=== Section Start ===

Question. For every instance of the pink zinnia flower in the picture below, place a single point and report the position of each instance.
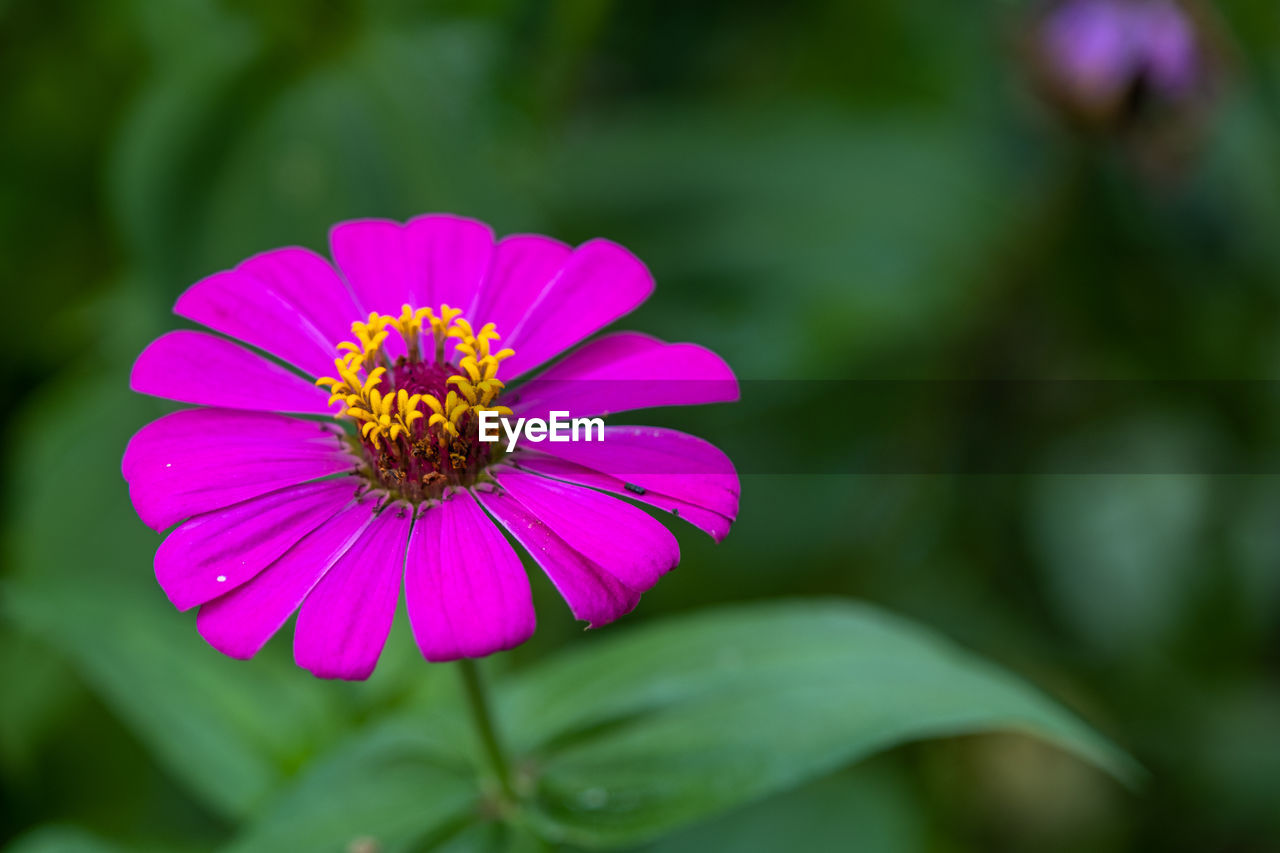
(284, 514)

=== Section End ===
=== Section Start ===

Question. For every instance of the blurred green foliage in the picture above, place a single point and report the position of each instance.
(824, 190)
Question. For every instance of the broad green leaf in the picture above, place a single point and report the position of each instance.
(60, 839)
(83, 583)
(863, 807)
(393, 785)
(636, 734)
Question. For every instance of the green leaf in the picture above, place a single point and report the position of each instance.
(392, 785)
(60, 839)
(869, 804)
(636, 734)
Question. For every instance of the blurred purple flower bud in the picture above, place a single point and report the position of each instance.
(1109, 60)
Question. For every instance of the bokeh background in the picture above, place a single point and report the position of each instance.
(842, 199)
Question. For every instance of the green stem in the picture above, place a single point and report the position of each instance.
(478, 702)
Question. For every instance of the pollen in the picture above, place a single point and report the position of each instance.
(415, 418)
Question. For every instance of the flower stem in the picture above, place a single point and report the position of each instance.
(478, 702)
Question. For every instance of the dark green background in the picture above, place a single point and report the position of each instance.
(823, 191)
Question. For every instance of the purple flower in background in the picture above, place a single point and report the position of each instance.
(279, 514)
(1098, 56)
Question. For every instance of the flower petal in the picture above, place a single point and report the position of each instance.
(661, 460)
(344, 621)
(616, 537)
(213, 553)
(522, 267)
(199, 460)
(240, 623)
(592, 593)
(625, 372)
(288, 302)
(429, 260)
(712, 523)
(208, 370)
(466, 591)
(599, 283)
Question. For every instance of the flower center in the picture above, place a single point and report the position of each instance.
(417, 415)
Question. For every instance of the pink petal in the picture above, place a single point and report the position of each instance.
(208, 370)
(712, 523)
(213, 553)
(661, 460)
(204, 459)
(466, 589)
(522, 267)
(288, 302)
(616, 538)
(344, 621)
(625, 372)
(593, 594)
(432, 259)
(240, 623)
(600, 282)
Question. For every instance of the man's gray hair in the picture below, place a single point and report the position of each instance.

=== Section End ===
=== Section Start ===

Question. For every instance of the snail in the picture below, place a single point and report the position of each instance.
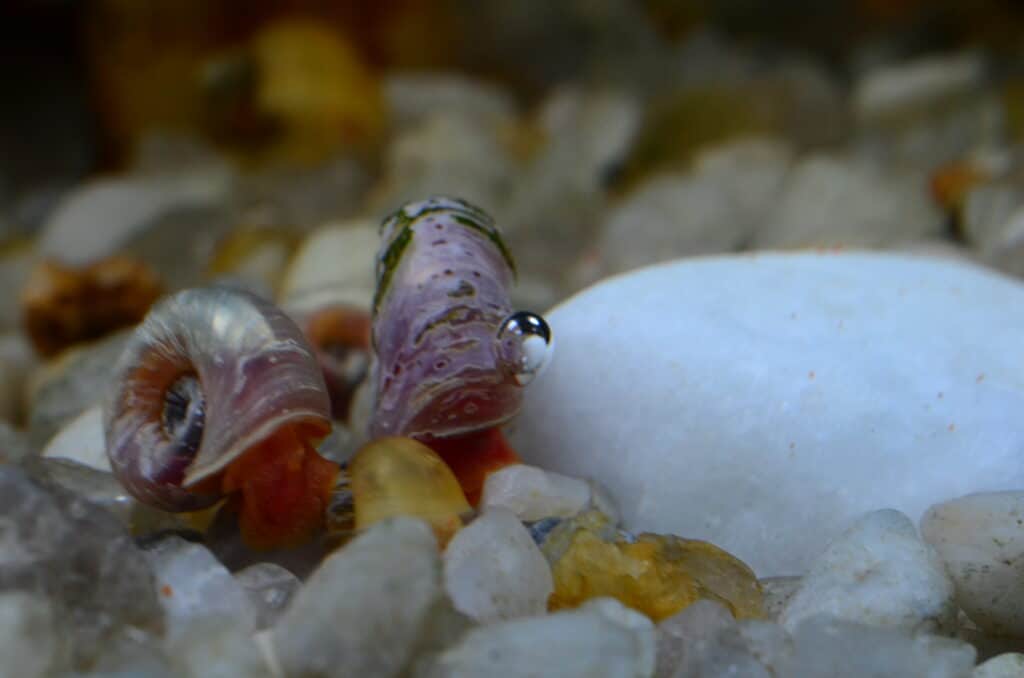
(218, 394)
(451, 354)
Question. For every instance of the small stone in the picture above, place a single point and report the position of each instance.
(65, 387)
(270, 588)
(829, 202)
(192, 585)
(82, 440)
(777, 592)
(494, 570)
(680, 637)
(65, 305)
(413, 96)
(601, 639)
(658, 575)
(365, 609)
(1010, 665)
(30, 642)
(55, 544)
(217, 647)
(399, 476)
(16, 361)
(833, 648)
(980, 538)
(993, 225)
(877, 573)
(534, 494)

=== Section End ===

- [WORK REQUIRED]: Among the entries above, copy exactly only the lines starting with the one containing "Question. For every instance of the flower petal" and going through the one containing "Question. For every instance of the man's", both ends included.

- [REPLY]:
Question. For every instance of the flower petal in the picture above, place a single point and report the position of each instance.
(661, 460)
(344, 621)
(616, 537)
(213, 553)
(522, 267)
(199, 460)
(240, 623)
(592, 593)
(625, 372)
(288, 302)
(429, 260)
(712, 523)
(208, 370)
(466, 591)
(599, 283)
Question. For every instance of the flower center in the picture above, place a single point and report the position of each instance.
(417, 415)
Question. For every instance of the pink petal in the picture above, place a single point and report the position of each instance.
(208, 370)
(712, 523)
(213, 553)
(661, 460)
(204, 459)
(466, 589)
(522, 267)
(288, 302)
(616, 538)
(344, 621)
(625, 372)
(593, 594)
(432, 259)
(240, 623)
(600, 282)
Question. For every instance of the man's gray hair in the picture below, place a single point and report the position of each instance.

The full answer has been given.